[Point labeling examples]

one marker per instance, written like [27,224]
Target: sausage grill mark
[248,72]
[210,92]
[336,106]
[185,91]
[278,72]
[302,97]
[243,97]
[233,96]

| What to do |
Repeat every record, exactly as written.

| Response |
one marker per instance, written like [27,224]
Target: sausage grill mark
[248,72]
[210,92]
[336,106]
[185,91]
[278,72]
[302,97]
[243,97]
[233,96]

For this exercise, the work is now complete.